Dataset entries

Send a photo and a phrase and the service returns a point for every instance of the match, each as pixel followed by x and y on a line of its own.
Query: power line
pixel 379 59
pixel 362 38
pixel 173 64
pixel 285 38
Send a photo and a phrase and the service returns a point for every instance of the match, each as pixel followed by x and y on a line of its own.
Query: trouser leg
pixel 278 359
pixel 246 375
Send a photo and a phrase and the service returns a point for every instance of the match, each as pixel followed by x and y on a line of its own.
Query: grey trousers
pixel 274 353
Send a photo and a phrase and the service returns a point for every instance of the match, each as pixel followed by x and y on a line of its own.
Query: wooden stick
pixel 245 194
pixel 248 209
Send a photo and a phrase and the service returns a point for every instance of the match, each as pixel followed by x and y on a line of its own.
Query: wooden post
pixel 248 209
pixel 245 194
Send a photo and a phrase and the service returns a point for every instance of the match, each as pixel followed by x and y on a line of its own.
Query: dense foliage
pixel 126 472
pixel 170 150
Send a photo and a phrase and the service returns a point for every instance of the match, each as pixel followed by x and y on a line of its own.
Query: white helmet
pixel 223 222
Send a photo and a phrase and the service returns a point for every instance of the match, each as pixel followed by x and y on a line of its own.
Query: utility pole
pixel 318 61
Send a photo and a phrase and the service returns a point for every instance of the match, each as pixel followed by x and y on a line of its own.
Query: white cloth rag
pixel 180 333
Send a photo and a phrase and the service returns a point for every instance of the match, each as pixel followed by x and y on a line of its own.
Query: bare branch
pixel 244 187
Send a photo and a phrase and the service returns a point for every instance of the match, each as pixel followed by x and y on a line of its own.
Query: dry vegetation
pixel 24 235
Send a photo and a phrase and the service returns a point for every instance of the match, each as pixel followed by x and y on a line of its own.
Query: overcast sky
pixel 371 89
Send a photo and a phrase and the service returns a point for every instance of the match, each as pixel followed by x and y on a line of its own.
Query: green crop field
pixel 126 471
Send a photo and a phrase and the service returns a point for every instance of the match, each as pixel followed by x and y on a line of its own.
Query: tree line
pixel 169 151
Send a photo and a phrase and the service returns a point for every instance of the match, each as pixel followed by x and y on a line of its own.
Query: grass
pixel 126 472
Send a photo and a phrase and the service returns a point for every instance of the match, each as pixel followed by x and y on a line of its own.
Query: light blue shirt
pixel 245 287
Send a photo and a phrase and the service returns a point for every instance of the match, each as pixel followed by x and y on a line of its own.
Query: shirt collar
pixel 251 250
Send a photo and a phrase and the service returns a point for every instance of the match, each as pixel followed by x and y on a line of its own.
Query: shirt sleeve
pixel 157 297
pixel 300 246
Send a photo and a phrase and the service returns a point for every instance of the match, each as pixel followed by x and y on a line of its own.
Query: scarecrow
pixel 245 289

• Exercise brief: Take the line with "Query: tree line" and all lines after it through the end of the records, and write them out exactly; include nothing else.

• Task solution:
Query: tree line
pixel 169 151
Send a photo and a phrase and the service returns a point for every instance of the match, each as pixel followed by x and y on a line of its own.
Query: grass
pixel 126 472
Send a photo and a phrase and the service returns a point for every instance of the match, each as pixel followed by x and y on a line of its own.
Query: light blue shirt
pixel 245 287
Send a photo and a phrase and the service returns a point for every instance of the match, each as pixel followed by x and y on a line of its own.
Query: shirt collar
pixel 251 250
Send a photo and a phrase and the service returns a point for every instance of the match, each as pixel followed by x and y on a line of its own.
Query: shirt sleeve
pixel 157 297
pixel 300 246
Send a photo and a phrase and the service returns a point for every instance of the match, each as pixel followed by x and y on a line of its own.
Query: scarecrow
pixel 245 289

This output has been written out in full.